**Extracted records**:
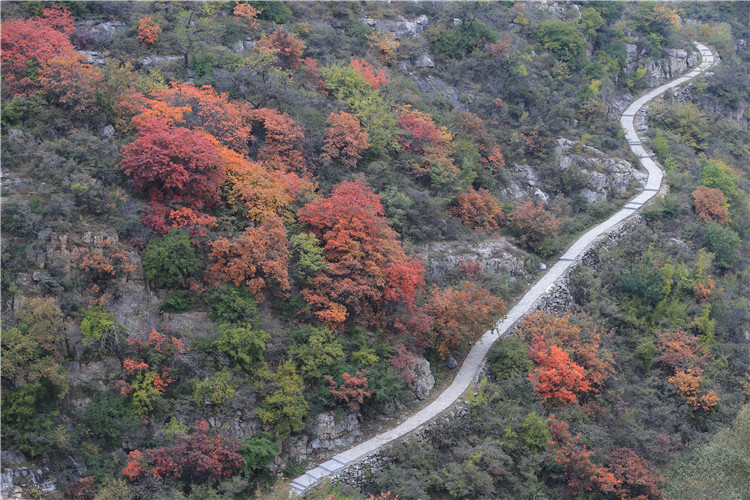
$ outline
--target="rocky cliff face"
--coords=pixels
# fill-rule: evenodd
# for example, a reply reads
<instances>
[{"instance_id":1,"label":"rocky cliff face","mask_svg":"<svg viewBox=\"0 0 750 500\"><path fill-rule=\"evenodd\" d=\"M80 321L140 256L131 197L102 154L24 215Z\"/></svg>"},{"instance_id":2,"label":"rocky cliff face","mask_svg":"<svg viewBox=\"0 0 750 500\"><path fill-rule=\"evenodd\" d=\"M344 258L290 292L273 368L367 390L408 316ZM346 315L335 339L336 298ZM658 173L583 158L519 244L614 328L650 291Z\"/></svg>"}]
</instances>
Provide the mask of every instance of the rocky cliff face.
<instances>
[{"instance_id":1,"label":"rocky cliff face","mask_svg":"<svg viewBox=\"0 0 750 500\"><path fill-rule=\"evenodd\" d=\"M415 248L425 260L430 274L449 277L458 272L462 263L479 265L485 274L504 274L511 278L525 278L527 269L534 267L536 258L513 246L504 238L482 241L428 243Z\"/></svg>"},{"instance_id":2,"label":"rocky cliff face","mask_svg":"<svg viewBox=\"0 0 750 500\"><path fill-rule=\"evenodd\" d=\"M654 88L676 78L698 64L698 52L682 49L664 49L661 59L645 60L645 49L637 44L626 44L626 69L635 71L639 66L646 68L646 83Z\"/></svg>"},{"instance_id":3,"label":"rocky cliff face","mask_svg":"<svg viewBox=\"0 0 750 500\"><path fill-rule=\"evenodd\" d=\"M641 188L646 184L646 174L629 161L610 158L604 152L565 138L557 139L554 168L566 172L577 192L588 203L603 199L619 198L630 188ZM549 186L537 171L526 164L513 164L509 169L507 187L500 192L504 199L535 200L546 204L550 190L560 186Z\"/></svg>"},{"instance_id":4,"label":"rocky cliff face","mask_svg":"<svg viewBox=\"0 0 750 500\"><path fill-rule=\"evenodd\" d=\"M620 158L609 158L590 146L560 138L557 140L556 166L561 170L575 169L583 187L578 195L588 203L623 196L631 186L643 188L648 176Z\"/></svg>"}]
</instances>

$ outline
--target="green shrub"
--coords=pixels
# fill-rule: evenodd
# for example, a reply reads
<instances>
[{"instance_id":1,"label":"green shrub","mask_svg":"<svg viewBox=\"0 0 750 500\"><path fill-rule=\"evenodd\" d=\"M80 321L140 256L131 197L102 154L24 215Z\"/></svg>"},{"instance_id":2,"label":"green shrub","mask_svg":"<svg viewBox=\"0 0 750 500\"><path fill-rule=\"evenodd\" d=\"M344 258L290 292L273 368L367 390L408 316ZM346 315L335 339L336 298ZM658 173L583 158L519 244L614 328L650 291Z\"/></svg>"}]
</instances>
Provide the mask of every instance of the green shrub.
<instances>
[{"instance_id":1,"label":"green shrub","mask_svg":"<svg viewBox=\"0 0 750 500\"><path fill-rule=\"evenodd\" d=\"M138 425L138 418L126 400L107 392L94 396L86 407L85 415L91 436L108 448L119 447L123 430Z\"/></svg>"},{"instance_id":2,"label":"green shrub","mask_svg":"<svg viewBox=\"0 0 750 500\"><path fill-rule=\"evenodd\" d=\"M487 360L490 372L498 379L526 376L534 365L528 356L529 347L518 337L502 337Z\"/></svg>"},{"instance_id":3,"label":"green shrub","mask_svg":"<svg viewBox=\"0 0 750 500\"><path fill-rule=\"evenodd\" d=\"M737 187L737 176L722 160L701 159L701 184L706 187L721 189L729 200L742 193Z\"/></svg>"},{"instance_id":4,"label":"green shrub","mask_svg":"<svg viewBox=\"0 0 750 500\"><path fill-rule=\"evenodd\" d=\"M352 38L357 38L361 41L367 41L367 35L370 35L374 32L371 27L360 21L359 19L355 19L349 24L346 25L346 28L344 28L344 33L346 33L346 36L350 36Z\"/></svg>"},{"instance_id":5,"label":"green shrub","mask_svg":"<svg viewBox=\"0 0 750 500\"><path fill-rule=\"evenodd\" d=\"M125 332L125 327L117 322L115 316L105 313L101 307L89 309L81 320L83 343L96 347L104 355L122 352Z\"/></svg>"},{"instance_id":6,"label":"green shrub","mask_svg":"<svg viewBox=\"0 0 750 500\"><path fill-rule=\"evenodd\" d=\"M3 447L12 445L32 458L47 452L55 441L56 399L57 389L46 380L12 391L3 389Z\"/></svg>"},{"instance_id":7,"label":"green shrub","mask_svg":"<svg viewBox=\"0 0 750 500\"><path fill-rule=\"evenodd\" d=\"M482 21L463 22L448 30L433 32L432 42L437 51L447 57L461 59L483 42L494 43L497 35Z\"/></svg>"},{"instance_id":8,"label":"green shrub","mask_svg":"<svg viewBox=\"0 0 750 500\"><path fill-rule=\"evenodd\" d=\"M240 474L245 477L252 477L273 462L276 455L279 454L279 444L270 434L261 433L250 439L243 439L239 452L245 459Z\"/></svg>"},{"instance_id":9,"label":"green shrub","mask_svg":"<svg viewBox=\"0 0 750 500\"><path fill-rule=\"evenodd\" d=\"M542 451L547 447L547 441L552 438L547 421L533 411L521 420L521 430L523 444L531 451Z\"/></svg>"},{"instance_id":10,"label":"green shrub","mask_svg":"<svg viewBox=\"0 0 750 500\"><path fill-rule=\"evenodd\" d=\"M178 229L149 241L141 263L146 279L159 288L181 286L200 270L190 237Z\"/></svg>"},{"instance_id":11,"label":"green shrub","mask_svg":"<svg viewBox=\"0 0 750 500\"><path fill-rule=\"evenodd\" d=\"M620 278L620 289L623 292L651 306L664 298L663 288L664 276L650 258L644 258Z\"/></svg>"},{"instance_id":12,"label":"green shrub","mask_svg":"<svg viewBox=\"0 0 750 500\"><path fill-rule=\"evenodd\" d=\"M276 24L288 23L289 18L292 15L292 9L290 9L284 2L250 2L250 5L256 9L263 9L263 12L258 16L260 19L271 21Z\"/></svg>"},{"instance_id":13,"label":"green shrub","mask_svg":"<svg viewBox=\"0 0 750 500\"><path fill-rule=\"evenodd\" d=\"M292 274L300 283L309 283L319 271L326 269L320 241L312 233L293 234L289 249L294 255Z\"/></svg>"},{"instance_id":14,"label":"green shrub","mask_svg":"<svg viewBox=\"0 0 750 500\"><path fill-rule=\"evenodd\" d=\"M193 306L193 296L188 290L175 290L159 303L159 310L168 313L184 313Z\"/></svg>"},{"instance_id":15,"label":"green shrub","mask_svg":"<svg viewBox=\"0 0 750 500\"><path fill-rule=\"evenodd\" d=\"M303 419L310 412L310 406L302 394L302 380L291 361L279 367L274 383L278 388L263 401L257 413L261 422L273 427L276 436L284 438L305 428Z\"/></svg>"},{"instance_id":16,"label":"green shrub","mask_svg":"<svg viewBox=\"0 0 750 500\"><path fill-rule=\"evenodd\" d=\"M304 326L295 333L305 337L304 343L293 347L291 352L306 381L312 382L330 374L331 366L344 359L341 340L328 328Z\"/></svg>"},{"instance_id":17,"label":"green shrub","mask_svg":"<svg viewBox=\"0 0 750 500\"><path fill-rule=\"evenodd\" d=\"M263 361L266 342L271 336L263 330L253 330L249 324L224 324L219 331L214 340L216 350L226 354L239 368L248 372L256 370Z\"/></svg>"},{"instance_id":18,"label":"green shrub","mask_svg":"<svg viewBox=\"0 0 750 500\"><path fill-rule=\"evenodd\" d=\"M716 222L706 225L704 243L716 255L717 266L729 269L738 262L742 240L735 231L728 227L723 227Z\"/></svg>"},{"instance_id":19,"label":"green shrub","mask_svg":"<svg viewBox=\"0 0 750 500\"><path fill-rule=\"evenodd\" d=\"M258 315L255 297L245 287L225 285L211 292L211 320L216 323L247 323Z\"/></svg>"},{"instance_id":20,"label":"green shrub","mask_svg":"<svg viewBox=\"0 0 750 500\"><path fill-rule=\"evenodd\" d=\"M232 385L232 374L225 368L213 377L195 384L193 402L199 407L206 401L213 405L222 405L234 398L236 392Z\"/></svg>"},{"instance_id":21,"label":"green shrub","mask_svg":"<svg viewBox=\"0 0 750 500\"><path fill-rule=\"evenodd\" d=\"M580 68L586 60L586 40L570 23L544 21L537 26L534 38L559 61Z\"/></svg>"}]
</instances>

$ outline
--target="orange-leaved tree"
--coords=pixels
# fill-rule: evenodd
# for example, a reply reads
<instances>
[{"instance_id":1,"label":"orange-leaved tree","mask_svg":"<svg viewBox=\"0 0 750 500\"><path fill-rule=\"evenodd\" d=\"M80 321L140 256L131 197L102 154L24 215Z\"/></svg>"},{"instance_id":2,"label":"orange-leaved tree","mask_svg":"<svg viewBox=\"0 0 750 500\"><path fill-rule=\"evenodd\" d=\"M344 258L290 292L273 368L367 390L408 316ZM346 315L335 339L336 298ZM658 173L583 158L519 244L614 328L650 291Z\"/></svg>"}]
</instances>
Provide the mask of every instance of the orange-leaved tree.
<instances>
[{"instance_id":1,"label":"orange-leaved tree","mask_svg":"<svg viewBox=\"0 0 750 500\"><path fill-rule=\"evenodd\" d=\"M387 301L413 301L424 285L424 266L406 255L380 197L364 182L339 184L298 216L320 240L327 265L303 295L331 328L348 317L376 324Z\"/></svg>"},{"instance_id":2,"label":"orange-leaved tree","mask_svg":"<svg viewBox=\"0 0 750 500\"><path fill-rule=\"evenodd\" d=\"M161 26L153 16L142 17L138 20L138 34L136 35L141 45L148 47L159 41Z\"/></svg>"},{"instance_id":3,"label":"orange-leaved tree","mask_svg":"<svg viewBox=\"0 0 750 500\"><path fill-rule=\"evenodd\" d=\"M306 174L302 127L286 113L260 108L250 111L256 159L272 172Z\"/></svg>"},{"instance_id":4,"label":"orange-leaved tree","mask_svg":"<svg viewBox=\"0 0 750 500\"><path fill-rule=\"evenodd\" d=\"M263 12L263 9L256 9L249 3L240 3L234 6L232 13L239 19L241 19L247 26L254 30L258 27L258 15Z\"/></svg>"},{"instance_id":5,"label":"orange-leaved tree","mask_svg":"<svg viewBox=\"0 0 750 500\"><path fill-rule=\"evenodd\" d=\"M292 197L277 172L268 172L257 162L227 148L219 149L225 172L225 192L229 206L246 218L262 222L277 215L291 220L293 213L287 209Z\"/></svg>"},{"instance_id":6,"label":"orange-leaved tree","mask_svg":"<svg viewBox=\"0 0 750 500\"><path fill-rule=\"evenodd\" d=\"M491 231L503 222L503 208L500 201L486 189L475 190L469 187L456 196L451 212L464 225L476 230Z\"/></svg>"},{"instance_id":7,"label":"orange-leaved tree","mask_svg":"<svg viewBox=\"0 0 750 500\"><path fill-rule=\"evenodd\" d=\"M287 33L277 28L270 35L263 35L254 49L276 54L284 69L297 69L302 61L305 44L294 33Z\"/></svg>"},{"instance_id":8,"label":"orange-leaved tree","mask_svg":"<svg viewBox=\"0 0 750 500\"><path fill-rule=\"evenodd\" d=\"M362 75L367 83L372 85L375 90L379 89L382 85L388 84L388 77L385 76L385 70L376 68L364 59L355 59L349 62L349 66L357 70L357 73Z\"/></svg>"},{"instance_id":9,"label":"orange-leaved tree","mask_svg":"<svg viewBox=\"0 0 750 500\"><path fill-rule=\"evenodd\" d=\"M331 113L326 120L326 139L322 158L337 161L342 166L354 168L367 149L370 136L362 129L359 120L345 111Z\"/></svg>"},{"instance_id":10,"label":"orange-leaved tree","mask_svg":"<svg viewBox=\"0 0 750 500\"><path fill-rule=\"evenodd\" d=\"M102 76L83 56L67 52L42 65L39 84L60 107L80 116L96 104Z\"/></svg>"},{"instance_id":11,"label":"orange-leaved tree","mask_svg":"<svg viewBox=\"0 0 750 500\"><path fill-rule=\"evenodd\" d=\"M695 213L703 222L729 223L729 203L721 189L699 186L693 191Z\"/></svg>"},{"instance_id":12,"label":"orange-leaved tree","mask_svg":"<svg viewBox=\"0 0 750 500\"><path fill-rule=\"evenodd\" d=\"M598 392L614 373L612 355L601 349L596 327L584 330L568 316L541 311L525 317L521 331L531 344L529 374L534 390L552 404L574 403L581 396Z\"/></svg>"},{"instance_id":13,"label":"orange-leaved tree","mask_svg":"<svg viewBox=\"0 0 750 500\"><path fill-rule=\"evenodd\" d=\"M258 300L269 288L282 294L289 285L289 244L281 219L266 217L257 227L246 228L232 239L211 244L214 261L207 271L209 283L246 286Z\"/></svg>"},{"instance_id":14,"label":"orange-leaved tree","mask_svg":"<svg viewBox=\"0 0 750 500\"><path fill-rule=\"evenodd\" d=\"M433 289L423 311L432 317L431 346L445 358L478 339L505 314L507 303L468 281L462 290Z\"/></svg>"},{"instance_id":15,"label":"orange-leaved tree","mask_svg":"<svg viewBox=\"0 0 750 500\"><path fill-rule=\"evenodd\" d=\"M367 43L377 53L378 59L383 64L390 64L396 60L398 47L401 44L394 35L380 30L367 35Z\"/></svg>"},{"instance_id":16,"label":"orange-leaved tree","mask_svg":"<svg viewBox=\"0 0 750 500\"><path fill-rule=\"evenodd\" d=\"M710 411L719 402L713 390L701 391L701 376L708 353L697 338L682 330L657 335L661 356L657 362L672 373L667 378L692 411Z\"/></svg>"},{"instance_id":17,"label":"orange-leaved tree","mask_svg":"<svg viewBox=\"0 0 750 500\"><path fill-rule=\"evenodd\" d=\"M43 9L42 17L3 22L0 34L3 90L10 96L37 90L41 67L55 57L75 52L70 42L74 31L73 18L64 9Z\"/></svg>"},{"instance_id":18,"label":"orange-leaved tree","mask_svg":"<svg viewBox=\"0 0 750 500\"><path fill-rule=\"evenodd\" d=\"M245 115L242 106L229 101L227 94L217 93L210 85L198 87L192 83L181 83L157 92L153 99L146 99L141 112L133 117L132 124L140 128L143 123L157 118L203 131L222 145L245 153L250 138Z\"/></svg>"}]
</instances>

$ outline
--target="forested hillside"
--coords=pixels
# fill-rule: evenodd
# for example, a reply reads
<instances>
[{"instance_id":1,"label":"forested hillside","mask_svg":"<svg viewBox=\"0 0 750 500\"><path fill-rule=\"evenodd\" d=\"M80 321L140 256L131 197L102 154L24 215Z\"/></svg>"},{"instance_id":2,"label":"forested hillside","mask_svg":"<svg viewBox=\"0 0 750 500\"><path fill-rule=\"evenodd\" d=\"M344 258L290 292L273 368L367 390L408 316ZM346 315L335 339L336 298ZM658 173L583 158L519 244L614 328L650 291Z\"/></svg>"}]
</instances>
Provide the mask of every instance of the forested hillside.
<instances>
[{"instance_id":1,"label":"forested hillside","mask_svg":"<svg viewBox=\"0 0 750 500\"><path fill-rule=\"evenodd\" d=\"M321 498L747 498L738 3L3 2L2 494L287 498L646 174L468 415ZM644 135L645 134L645 135ZM387 493L390 492L390 493Z\"/></svg>"}]
</instances>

**Aim of the task**: I need every line of the data that has the word "target"; please list them.

**Answer section**:
--target="rocky cliff face"
--target="green shrub"
--target="orange-leaved tree"
--target="forested hillside"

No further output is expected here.